● **THE TASK**: Go through the entries and copy each one exactly. Leave none out.

• • • • • • •

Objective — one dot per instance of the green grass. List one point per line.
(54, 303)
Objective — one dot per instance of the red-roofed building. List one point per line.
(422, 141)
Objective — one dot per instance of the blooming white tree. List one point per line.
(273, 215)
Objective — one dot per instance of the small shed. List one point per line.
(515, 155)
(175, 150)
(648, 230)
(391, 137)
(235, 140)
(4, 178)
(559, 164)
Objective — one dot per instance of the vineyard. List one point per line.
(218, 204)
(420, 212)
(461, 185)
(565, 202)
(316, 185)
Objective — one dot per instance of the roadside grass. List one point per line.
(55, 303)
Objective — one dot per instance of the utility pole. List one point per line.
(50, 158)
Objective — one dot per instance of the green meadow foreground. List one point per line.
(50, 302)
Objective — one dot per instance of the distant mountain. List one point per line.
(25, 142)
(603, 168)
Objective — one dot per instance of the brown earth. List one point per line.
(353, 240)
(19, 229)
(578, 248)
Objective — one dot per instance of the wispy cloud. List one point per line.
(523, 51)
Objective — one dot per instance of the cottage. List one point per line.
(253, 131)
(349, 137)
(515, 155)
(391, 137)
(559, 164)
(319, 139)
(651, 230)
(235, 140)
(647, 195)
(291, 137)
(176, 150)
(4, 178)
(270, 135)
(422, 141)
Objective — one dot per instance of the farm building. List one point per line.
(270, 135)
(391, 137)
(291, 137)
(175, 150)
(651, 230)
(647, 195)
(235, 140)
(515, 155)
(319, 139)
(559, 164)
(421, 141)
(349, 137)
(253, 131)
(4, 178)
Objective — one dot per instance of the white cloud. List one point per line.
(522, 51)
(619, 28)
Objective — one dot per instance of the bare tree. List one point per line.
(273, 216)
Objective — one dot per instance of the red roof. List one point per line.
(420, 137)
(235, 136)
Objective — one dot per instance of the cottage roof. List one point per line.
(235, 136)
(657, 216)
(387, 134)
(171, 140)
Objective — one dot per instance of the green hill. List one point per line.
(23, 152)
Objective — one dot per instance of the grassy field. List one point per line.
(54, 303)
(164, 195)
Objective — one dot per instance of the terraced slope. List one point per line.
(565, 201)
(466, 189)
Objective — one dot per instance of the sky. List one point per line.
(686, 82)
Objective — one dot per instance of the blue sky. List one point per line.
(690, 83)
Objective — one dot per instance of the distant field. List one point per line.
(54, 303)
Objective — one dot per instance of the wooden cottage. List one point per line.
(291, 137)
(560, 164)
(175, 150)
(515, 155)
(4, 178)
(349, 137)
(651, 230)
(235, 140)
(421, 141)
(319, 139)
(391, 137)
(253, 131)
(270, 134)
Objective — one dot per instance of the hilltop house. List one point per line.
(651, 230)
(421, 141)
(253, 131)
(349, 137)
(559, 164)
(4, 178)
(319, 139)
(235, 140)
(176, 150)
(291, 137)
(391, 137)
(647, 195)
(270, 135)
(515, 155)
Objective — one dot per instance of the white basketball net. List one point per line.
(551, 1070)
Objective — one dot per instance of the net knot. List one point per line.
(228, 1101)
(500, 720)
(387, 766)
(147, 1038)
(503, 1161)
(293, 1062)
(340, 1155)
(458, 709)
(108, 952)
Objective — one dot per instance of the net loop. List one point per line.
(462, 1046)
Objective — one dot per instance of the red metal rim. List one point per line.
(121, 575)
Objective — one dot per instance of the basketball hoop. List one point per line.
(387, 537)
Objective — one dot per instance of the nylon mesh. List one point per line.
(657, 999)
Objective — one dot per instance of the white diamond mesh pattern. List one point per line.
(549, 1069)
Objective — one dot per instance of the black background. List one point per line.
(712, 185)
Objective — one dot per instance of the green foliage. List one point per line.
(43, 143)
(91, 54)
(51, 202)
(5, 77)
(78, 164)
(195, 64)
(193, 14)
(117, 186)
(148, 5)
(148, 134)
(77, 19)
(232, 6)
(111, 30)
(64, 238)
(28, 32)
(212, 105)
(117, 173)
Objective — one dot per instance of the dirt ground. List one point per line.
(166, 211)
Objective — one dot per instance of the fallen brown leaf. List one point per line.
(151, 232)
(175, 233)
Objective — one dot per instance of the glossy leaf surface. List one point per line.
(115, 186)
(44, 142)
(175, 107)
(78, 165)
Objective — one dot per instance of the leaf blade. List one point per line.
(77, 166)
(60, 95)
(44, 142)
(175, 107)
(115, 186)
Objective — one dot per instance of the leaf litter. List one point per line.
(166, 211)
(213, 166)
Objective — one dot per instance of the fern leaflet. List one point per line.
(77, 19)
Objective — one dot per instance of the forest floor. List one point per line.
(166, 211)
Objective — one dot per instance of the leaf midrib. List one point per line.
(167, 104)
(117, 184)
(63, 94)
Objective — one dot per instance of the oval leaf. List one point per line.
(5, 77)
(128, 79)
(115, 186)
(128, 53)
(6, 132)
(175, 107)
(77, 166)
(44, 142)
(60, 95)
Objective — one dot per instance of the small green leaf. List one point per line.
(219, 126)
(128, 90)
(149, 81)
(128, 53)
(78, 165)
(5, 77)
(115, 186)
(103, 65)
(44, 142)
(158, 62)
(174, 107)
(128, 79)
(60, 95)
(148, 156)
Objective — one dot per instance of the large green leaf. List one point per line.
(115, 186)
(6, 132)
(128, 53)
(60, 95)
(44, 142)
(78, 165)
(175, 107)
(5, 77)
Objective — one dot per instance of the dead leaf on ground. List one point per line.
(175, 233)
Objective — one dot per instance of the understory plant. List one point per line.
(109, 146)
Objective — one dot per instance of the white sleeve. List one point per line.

• • • • • • •

● **WRITTEN ANSWER**:
Objective — one dot per instance of the green grass. List one point per line.
(54, 303)
Objective — one dot per instance of the red-roofed building. List one point per line.
(422, 141)
Objective — one dot per instance of the blooming white tree. List one point per line.
(273, 215)
Objective — one dot per instance of the small shed. List one point per line.
(515, 155)
(175, 150)
(648, 230)
(391, 137)
(235, 140)
(4, 178)
(559, 164)
Objective — one dot per instance of the vineyard. List one point per line.
(218, 204)
(420, 212)
(461, 185)
(565, 202)
(316, 185)
Objective — one dot per instance of the roadside grass. List one point per line.
(55, 303)
Objective — one dot per instance of the utility pole. List one point per line.
(50, 158)
Objective — one dot per instance of the green meadow foreground. List one point per line.
(50, 302)
Objective — one dot per instance of the distant mountain. List one point per line.
(25, 142)
(603, 168)
Objective — one dot per instance of the brown earth. List one point per line.
(353, 240)
(19, 229)
(578, 248)
Objective — one dot per instance of the wispy cloud. List one point per line.
(523, 51)
Objective — one dot per instance of the cottage. List one point per line.
(253, 131)
(349, 137)
(515, 155)
(391, 137)
(559, 164)
(319, 139)
(651, 230)
(235, 140)
(647, 195)
(291, 137)
(176, 150)
(4, 178)
(270, 135)
(422, 141)
Objective — one dot per instance of the farm building. List one point per line.
(270, 135)
(391, 137)
(291, 137)
(175, 150)
(651, 230)
(647, 195)
(235, 140)
(515, 155)
(319, 139)
(559, 164)
(421, 141)
(349, 137)
(253, 131)
(4, 178)
Objective — one dot per instance of the white cloud. List one point per line.
(522, 51)
(619, 28)
Objective — one dot per instance of the bare tree. List one point per line.
(273, 216)
Objective — one dot per instance of the red roof. List one point per line.
(420, 137)
(235, 136)
Objective — one dot per instance of the cottage roof. List one point per line.
(235, 136)
(657, 216)
(387, 134)
(171, 140)
Objective — one dot per instance of the green hill. List one point per line.
(23, 152)
Objective — one dot per instance of the grassy field. List one point per line.
(54, 303)
(164, 195)
Objective — one dot per instance of the terraced slope. List one point per line.
(565, 201)
(466, 189)
Objective — one dot per instance of the sky. List one point per line.
(686, 82)
Objective — one dot per instance of the blue sky. List one point per line.
(690, 83)
Objective — one dot per instance of the distant field. List one point per line.
(54, 303)
Objective — one dot per instance of the wooden cottage. List one point per line.
(291, 137)
(560, 164)
(175, 150)
(515, 155)
(4, 178)
(349, 137)
(651, 230)
(235, 140)
(421, 141)
(319, 139)
(391, 137)
(253, 131)
(270, 134)
Objective — one dot per instance of the hilltop house. List one point per line.
(651, 230)
(421, 141)
(253, 131)
(349, 137)
(559, 164)
(4, 178)
(319, 139)
(235, 140)
(176, 150)
(291, 137)
(391, 137)
(647, 195)
(270, 135)
(515, 155)
Objective — one dot per instance of the white basketball net. List one point per line.
(551, 1070)
Objective — one dot per instance of the net knot. List one point per line.
(228, 1101)
(500, 720)
(387, 766)
(147, 1038)
(503, 1161)
(293, 1062)
(340, 1155)
(458, 709)
(108, 952)
Objective — one dot per instance of the net loop. List one point per line.
(462, 1046)
Objective — one dot per instance of the red metal rim. List one point per line.
(121, 575)
Objective — one dot per instance of the basketball hoop. List one point per line.
(387, 537)
Objective — one dot per instance of the nylon mesh. List one point per line.
(657, 999)
Objective — one dot per instance of the white diamond mesh pattern. List one point per line.
(549, 1069)
Objective — one dot per instance of the black background. List one point per line.
(712, 185)
Objective — one dot per instance of the green foliage. List one point per line.
(43, 143)
(91, 54)
(51, 202)
(5, 77)
(78, 164)
(195, 64)
(193, 14)
(117, 186)
(148, 5)
(148, 134)
(77, 19)
(232, 6)
(111, 30)
(64, 238)
(28, 32)
(212, 105)
(117, 173)
Objective — one dot per instance of the dirt ground. List one point per line.
(166, 211)
Objective — one dot per instance of the fallen brown leaf. List one point per line.
(151, 232)
(175, 233)
Objective — one dot per instance of the glossy leaf surface. List one point per line.
(115, 186)
(44, 142)
(175, 107)
(78, 165)
Objective — one dot per instance of the leaf blade. List one point per line.
(77, 166)
(60, 95)
(44, 142)
(175, 107)
(115, 186)
Objective — one dot per instance of the leaf litter. List one point per line.
(166, 211)
(213, 166)
Objective — one dot per instance of the fern leaflet. List one point per line.
(77, 19)
Objective — one dot per instance of the forest floor. List one point per line.
(166, 211)
Objective — one dot per instance of the leaf midrib. List one point per line.
(167, 104)
(117, 184)
(63, 94)
Objective — one dot per instance of the oval leaf. List one point per line.
(5, 77)
(128, 79)
(115, 186)
(128, 53)
(6, 132)
(175, 107)
(77, 166)
(44, 142)
(60, 95)
Objective — one dot per instance of the small green leaf. List one point per line.
(219, 126)
(128, 90)
(149, 81)
(128, 53)
(78, 165)
(5, 77)
(115, 186)
(103, 65)
(44, 142)
(158, 62)
(174, 107)
(128, 79)
(60, 95)
(148, 156)
Objective — one dot per instance of the large green leaf. List one point per line.
(115, 186)
(6, 132)
(128, 53)
(60, 95)
(44, 142)
(78, 165)
(175, 107)
(5, 77)
Objective — one dot per instance of the dead leaf on ground. List one point per line.
(175, 233)
Objective — one dot per instance of the understory plant. List one point per line.
(109, 146)
Objective — one dot per instance of the white sleeve. List one point per line.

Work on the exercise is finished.